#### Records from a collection
═══
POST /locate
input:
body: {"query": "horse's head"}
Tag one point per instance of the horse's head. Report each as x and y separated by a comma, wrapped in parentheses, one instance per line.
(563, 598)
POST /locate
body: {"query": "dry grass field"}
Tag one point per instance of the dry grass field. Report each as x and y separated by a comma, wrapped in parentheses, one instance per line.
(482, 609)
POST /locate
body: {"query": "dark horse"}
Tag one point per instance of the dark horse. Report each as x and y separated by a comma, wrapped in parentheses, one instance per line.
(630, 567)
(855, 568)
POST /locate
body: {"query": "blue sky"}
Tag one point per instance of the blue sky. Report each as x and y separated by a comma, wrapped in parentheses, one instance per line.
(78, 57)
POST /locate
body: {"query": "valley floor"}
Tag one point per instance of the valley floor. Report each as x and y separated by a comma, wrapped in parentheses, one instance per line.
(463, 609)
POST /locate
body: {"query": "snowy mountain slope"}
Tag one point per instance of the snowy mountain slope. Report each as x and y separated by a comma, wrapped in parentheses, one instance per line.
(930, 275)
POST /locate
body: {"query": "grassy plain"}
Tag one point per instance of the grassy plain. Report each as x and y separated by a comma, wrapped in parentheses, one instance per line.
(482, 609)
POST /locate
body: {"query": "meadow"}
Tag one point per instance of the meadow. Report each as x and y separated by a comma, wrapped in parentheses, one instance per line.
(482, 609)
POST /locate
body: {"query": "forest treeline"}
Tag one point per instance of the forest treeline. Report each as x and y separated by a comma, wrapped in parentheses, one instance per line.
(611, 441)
═══
#### Required work
Each record above should be repeated exactly as it appears.

#### Written solution
POST /locate
input:
body: {"query": "horse's head"}
Tag one point per instance of the horse's head. Report each as x and y separated by a comma, wrapped in parentheses, one instance per line.
(563, 598)
POST /locate
body: {"query": "dry grass field"}
Tag one point per instance of the dry grass field. Report each as x and y separated by a comma, wrapped in parentheses, one instance per line.
(482, 609)
POST /locate
body: {"query": "dark horse"}
Tag one point per instance of the dark horse. Report each as x and y separated by a comma, wrapped in parentheses, one instance per line.
(630, 567)
(855, 568)
POST /locate
body: {"query": "blue sky"}
Tag one point per instance of the blue sky. Report each as x and y separated by a comma, wrapped in parentheses, one instance per line.
(78, 57)
POST /locate
body: {"query": "valley floor"}
Tag one point per instance of the valley floor. Report each as x and y separated by a comma, wrapped in parentheses, one instance per line.
(463, 609)
POST /locate
body: {"query": "snowy mountain slope"}
Tag one point per instance of the snowy mountain slope. Report each as x and y separated by a comma, wrapped in parentheses, one instance per line.
(930, 275)
POST /locate
body: {"query": "grassy plain"}
Tag one point per instance of the grassy plain. Report each as x and y separated by a comma, wrapped in parentheses, one instance per line.
(482, 609)
POST /locate
body: {"query": "meadow"}
Tag one point per instance of the meadow. Report each as x and y separated by a comma, wrapped in parentheses, one instance per line.
(482, 609)
POST /locate
body: {"query": "forest treeline"}
Tag one point per instance of the forest treeline. Report each as x and y separated by a comma, wrapped in parentheses, one instance per line.
(611, 441)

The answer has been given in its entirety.